##### Excerpt
A reader named Kris sent this question: “I notice that people are no longer writing or speaking pronouns at the beginning of sentences. Is this acceptable now? I was taught that an implicit ‘You’ did not need to be written/spoken, but I’m noticing ‘I’ and ‘We’ not spoken or written.”

title graphic stating "do missing pronouns make you cringe?"

Kris gave several examples from recent communications:

“Glad you’re here today.”

“Recently was at a conference and heard Dr. Smith speak.”

“Hoping to develop a workflow…”

“Delighted to have you here.  Just wanted to welcome you all.”

I can add these from business emails I’ve received this month:

Interested in participating and meeting communications students? (Missing Are you.)

Have an opportunity, event, or resource to share? (Missing Do you.)

Thought you’d get a kick out of this! (Missing I.)

Look forward to speaking with you! (Missing I.)

Hope to hear back from you soon. (Missing I.)

Kris ended the email with this question: “Should I stop cringing when I don’t hear the ‘I’ or ‘We’?”

How do you respond to Kris? Do missing–implicit–pronouns bother you? Or is their absence acceptable in your email inbox and at staff presentations? I’d love to hear your thoughts before I share mine.
##########
##### Dataset extract
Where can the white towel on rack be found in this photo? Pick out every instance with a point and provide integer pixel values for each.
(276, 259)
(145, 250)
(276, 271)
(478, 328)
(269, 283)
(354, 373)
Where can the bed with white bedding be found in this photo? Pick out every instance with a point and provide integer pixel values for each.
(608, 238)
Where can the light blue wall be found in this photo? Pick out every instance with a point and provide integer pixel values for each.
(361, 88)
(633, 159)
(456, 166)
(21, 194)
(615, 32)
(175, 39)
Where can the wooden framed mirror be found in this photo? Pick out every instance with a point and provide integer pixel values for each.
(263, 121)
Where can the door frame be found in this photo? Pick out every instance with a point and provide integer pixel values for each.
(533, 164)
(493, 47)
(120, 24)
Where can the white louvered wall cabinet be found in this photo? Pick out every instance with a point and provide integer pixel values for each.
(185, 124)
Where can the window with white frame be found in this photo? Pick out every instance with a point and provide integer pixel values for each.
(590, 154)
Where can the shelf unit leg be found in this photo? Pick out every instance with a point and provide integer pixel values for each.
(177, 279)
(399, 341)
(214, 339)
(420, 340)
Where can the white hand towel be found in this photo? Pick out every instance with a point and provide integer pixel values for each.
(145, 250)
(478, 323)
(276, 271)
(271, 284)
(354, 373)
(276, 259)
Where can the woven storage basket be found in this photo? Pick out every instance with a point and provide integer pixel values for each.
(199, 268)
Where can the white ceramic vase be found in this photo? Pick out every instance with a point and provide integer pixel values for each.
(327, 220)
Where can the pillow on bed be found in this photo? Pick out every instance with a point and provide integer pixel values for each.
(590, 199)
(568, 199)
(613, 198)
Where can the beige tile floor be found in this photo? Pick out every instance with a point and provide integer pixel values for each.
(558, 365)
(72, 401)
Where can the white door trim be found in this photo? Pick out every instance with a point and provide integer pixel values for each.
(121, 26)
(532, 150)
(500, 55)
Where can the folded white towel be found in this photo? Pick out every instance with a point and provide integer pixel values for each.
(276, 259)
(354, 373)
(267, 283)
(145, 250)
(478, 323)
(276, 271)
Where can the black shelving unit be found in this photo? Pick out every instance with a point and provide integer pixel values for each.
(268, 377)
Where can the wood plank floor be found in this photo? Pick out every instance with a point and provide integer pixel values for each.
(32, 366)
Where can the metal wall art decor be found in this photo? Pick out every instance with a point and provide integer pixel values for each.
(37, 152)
##########
Given instruction A
Reproduce the passage of the missing-pronouns piece word for word, starting with "I can add these" and going on through "share? (Missing Do you.)".
Given instruction B
From the missing-pronouns piece, list every sentence the writer adds from business emails received this month.
Given instruction C
Write what comes next in the piece on missing pronouns, picking up after its final sentence.

Final answer A
I can add these from business emails I’ve received this month:

Interested in participating and meeting communications students? (Missing Are you.)

Have an opportunity, event, or resource to share? (Missing Do you.)

Final answer B
- Interested in participating and meeting communications students?
- Have an opportunity, event, or resource to share?
- Thought you'd get a kick out of this!
- Look forward to speaking with you!
- Hope to hear back from you soon.

Final answer C
UPDATE ON JANUARY 23, 2020

Readers made valuable comments on this topic, which you can read below in the comments section. Here are my thoughts on implicit pronouns:

Language and communication are always changing. I am even more aware of that, having recently read David Shariatmadari’s Don’t Believe a Word: The Surprising Truth About LanguageWhen I graduated from college and entered professional work, we wrote business letters, reports, and memos. Those documents had flowing, fleshed out paragraphs. But in today’s communication, we generally write emails, texts, and a range of online posts and updates–almost none of which have flowing paragraphs. And I believe we are more informal in our in-person communication as well.

Enter sentences without pronouns.

Our quick emails are often made up of one- or two-sentence paragraphs, many of which would begin with if we let them:

I was glad to hear from you.

I agree with your ideas about . . . .

I look forward to our call on Friday.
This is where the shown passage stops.